### What you need to do
• 1. Using the oil market excerpt, mark each statement below as agreeing with it (yes) or not (no), and back each verdict with the deciding words from the excerpt. (a) Compliance rose to 92 percent, four points higher than in September. (b) Brent barrels fell below $60 a barrel. (c) Iraq recognized the Kurdistan region's referendum.
• 2. Render this sentence from the oil market excerpt in Spanish: "Saudi Arabia continued its trend to pump below target, and Venezuelan output fell further as the nation’s economy spirals into a depression."

### Source excerpt
:::

Total production fell by 80,000 barrels per day this month as compliance rose to 92 percent – up four points from September. Saudi Arabia continued its trend to pump below target, and Venezuelan output fell further as the nation’s economy spirals into a depression.
Brent barrels rose to over $60 a barrel, which is the price that Saudi Aramco executives were aiming to reach before the state-run company’s initial public offering next year.
Following the Kurdistan region’s referendum which Iraq did not recognize, Iraq’s government forces completed in mid-October an operation to seize control of all oil fields that Iraqi state-held North Oil Company operates in the oil-rich Kirkuk region from Kurdish forces. Crude oil from northern Iraq, including from the Kurdistan region, stopped flowing from the oil pipeline between Kirkuk and the Turkish Mediterranean port of Ceyhan early on Monday local time, Bloomberg reported yesterday, citing a port agent.

:::

Lines of data:
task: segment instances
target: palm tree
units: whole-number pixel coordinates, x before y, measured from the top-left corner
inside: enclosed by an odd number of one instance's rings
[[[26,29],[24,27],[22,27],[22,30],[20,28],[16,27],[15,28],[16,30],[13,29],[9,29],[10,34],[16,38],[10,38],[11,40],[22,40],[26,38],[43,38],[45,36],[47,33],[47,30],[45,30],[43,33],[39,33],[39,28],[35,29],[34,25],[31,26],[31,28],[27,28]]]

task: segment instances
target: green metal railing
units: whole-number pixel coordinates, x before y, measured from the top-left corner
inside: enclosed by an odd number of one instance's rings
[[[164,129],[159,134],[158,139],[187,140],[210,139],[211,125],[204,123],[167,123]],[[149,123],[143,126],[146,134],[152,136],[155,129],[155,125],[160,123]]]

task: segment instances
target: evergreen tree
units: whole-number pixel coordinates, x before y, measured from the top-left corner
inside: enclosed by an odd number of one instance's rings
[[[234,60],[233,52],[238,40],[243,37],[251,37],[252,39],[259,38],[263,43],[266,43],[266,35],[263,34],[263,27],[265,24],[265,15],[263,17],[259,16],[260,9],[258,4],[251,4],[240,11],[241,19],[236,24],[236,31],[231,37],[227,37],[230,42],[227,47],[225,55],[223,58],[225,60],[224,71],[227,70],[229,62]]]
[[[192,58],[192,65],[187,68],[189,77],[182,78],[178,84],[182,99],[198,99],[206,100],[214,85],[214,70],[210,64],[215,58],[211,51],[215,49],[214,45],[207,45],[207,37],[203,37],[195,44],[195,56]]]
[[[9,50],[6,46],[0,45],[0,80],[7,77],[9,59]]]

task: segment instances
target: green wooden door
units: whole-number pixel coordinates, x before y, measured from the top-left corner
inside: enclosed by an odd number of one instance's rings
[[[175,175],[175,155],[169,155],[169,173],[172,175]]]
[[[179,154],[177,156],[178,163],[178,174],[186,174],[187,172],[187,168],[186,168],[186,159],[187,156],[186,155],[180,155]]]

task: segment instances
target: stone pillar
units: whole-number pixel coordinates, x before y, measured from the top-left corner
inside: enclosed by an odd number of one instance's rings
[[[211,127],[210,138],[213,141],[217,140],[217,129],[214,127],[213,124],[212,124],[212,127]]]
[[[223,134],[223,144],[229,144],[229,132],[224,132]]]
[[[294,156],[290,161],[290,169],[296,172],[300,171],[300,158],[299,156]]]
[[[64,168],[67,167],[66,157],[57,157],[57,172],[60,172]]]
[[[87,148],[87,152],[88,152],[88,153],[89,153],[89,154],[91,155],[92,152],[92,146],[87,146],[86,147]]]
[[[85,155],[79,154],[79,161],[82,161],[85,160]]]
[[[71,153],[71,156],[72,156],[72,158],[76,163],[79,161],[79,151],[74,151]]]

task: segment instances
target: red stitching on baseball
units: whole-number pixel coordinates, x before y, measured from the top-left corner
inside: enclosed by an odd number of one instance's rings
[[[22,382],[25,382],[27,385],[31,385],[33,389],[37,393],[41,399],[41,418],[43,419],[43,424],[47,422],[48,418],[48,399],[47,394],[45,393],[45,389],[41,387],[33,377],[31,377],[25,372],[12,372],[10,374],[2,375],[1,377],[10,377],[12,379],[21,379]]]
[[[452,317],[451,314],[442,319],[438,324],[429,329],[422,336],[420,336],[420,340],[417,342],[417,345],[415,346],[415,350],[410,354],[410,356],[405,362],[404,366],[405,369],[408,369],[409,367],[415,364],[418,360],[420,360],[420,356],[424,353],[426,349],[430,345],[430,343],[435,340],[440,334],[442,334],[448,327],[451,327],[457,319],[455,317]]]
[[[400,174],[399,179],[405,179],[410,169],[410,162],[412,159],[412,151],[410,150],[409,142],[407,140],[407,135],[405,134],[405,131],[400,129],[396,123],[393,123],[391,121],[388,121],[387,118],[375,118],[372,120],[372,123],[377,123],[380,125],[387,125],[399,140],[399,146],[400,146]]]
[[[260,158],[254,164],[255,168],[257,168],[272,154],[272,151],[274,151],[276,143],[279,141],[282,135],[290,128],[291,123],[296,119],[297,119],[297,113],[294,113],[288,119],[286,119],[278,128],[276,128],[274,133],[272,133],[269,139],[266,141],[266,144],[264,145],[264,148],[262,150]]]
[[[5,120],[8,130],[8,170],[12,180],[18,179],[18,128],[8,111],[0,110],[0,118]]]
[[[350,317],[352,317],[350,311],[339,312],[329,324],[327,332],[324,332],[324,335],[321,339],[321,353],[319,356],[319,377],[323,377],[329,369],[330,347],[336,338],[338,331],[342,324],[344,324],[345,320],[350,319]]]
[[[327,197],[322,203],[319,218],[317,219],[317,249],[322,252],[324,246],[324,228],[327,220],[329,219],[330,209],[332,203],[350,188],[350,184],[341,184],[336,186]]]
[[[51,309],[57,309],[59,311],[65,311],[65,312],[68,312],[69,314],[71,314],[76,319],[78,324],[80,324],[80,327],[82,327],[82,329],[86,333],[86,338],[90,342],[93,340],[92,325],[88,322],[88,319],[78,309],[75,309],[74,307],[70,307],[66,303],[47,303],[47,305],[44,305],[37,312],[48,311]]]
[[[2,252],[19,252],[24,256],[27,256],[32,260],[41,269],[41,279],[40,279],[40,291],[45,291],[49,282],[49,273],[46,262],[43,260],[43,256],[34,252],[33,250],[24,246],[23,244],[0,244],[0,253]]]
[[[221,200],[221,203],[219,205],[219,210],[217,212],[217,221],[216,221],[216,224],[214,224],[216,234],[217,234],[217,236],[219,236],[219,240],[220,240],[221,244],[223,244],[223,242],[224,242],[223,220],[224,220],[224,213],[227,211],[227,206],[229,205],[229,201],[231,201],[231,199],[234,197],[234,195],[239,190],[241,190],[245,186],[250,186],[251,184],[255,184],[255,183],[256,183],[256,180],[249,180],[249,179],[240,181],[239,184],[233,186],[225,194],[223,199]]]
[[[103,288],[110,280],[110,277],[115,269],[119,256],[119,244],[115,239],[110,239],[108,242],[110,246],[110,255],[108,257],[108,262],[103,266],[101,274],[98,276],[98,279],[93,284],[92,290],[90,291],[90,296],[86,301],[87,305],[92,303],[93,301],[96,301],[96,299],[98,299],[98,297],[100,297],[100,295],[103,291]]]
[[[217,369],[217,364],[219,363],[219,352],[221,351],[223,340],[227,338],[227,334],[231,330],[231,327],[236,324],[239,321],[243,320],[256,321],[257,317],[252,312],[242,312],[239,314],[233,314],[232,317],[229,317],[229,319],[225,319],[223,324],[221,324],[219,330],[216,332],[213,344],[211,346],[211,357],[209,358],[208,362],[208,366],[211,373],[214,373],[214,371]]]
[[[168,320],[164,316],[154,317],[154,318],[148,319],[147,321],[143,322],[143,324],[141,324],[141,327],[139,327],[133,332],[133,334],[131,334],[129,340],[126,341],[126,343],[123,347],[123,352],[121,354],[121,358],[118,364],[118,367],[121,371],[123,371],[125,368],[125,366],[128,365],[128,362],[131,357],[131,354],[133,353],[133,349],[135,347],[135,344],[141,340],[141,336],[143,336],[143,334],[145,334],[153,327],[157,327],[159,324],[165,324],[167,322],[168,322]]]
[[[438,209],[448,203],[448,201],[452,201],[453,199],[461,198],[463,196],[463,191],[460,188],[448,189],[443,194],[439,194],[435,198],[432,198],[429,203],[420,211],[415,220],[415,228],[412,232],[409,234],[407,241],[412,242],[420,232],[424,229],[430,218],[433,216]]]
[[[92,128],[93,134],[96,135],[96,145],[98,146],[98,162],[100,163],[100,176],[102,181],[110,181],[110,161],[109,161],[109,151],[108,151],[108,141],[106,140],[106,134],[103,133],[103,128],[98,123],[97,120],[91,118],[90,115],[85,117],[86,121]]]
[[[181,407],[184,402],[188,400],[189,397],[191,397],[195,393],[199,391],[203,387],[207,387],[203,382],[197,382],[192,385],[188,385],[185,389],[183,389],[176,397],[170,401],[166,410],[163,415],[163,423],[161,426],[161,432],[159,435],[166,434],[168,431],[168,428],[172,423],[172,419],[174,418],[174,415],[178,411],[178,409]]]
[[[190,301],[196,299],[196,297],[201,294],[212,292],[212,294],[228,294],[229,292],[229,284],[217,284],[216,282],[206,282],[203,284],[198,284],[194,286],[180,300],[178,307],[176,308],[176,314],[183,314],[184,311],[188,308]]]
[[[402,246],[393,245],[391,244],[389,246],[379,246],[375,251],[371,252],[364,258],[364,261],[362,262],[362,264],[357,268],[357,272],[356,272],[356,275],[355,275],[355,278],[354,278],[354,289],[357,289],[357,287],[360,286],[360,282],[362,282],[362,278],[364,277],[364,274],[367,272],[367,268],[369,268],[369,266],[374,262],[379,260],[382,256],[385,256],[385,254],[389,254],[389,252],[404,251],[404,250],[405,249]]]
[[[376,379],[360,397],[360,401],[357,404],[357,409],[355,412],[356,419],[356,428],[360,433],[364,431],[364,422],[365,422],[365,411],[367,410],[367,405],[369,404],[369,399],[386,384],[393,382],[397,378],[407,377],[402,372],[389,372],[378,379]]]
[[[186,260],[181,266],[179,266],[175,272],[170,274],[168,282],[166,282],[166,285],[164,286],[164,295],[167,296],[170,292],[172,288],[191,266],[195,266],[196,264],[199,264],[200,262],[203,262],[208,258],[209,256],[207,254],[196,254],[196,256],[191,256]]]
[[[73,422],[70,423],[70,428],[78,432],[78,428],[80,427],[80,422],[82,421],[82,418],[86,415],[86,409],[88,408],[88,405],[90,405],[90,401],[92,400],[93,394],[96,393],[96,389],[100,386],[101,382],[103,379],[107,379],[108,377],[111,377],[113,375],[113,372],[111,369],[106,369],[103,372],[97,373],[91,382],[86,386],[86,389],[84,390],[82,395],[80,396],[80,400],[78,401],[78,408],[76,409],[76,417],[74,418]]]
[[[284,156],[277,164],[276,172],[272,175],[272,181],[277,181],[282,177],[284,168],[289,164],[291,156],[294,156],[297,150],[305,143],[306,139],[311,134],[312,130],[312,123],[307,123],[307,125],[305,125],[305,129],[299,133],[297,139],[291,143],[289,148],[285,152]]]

:::

### Answers for this exercise
• 1.
(a) Yes: "compliance rose to 92 percent – up four points from September"
(b) No: "Brent barrels rose to over $60 a barrel"
(c) No: "the Kurdistan region’s referendum which Iraq did not recognize"

• 2. Arabia Saudita continuó su tendencia a bombear por debajo del objetivo, y la producción venezolana cayó aún más mientras la economía del país se hunde en una depresión.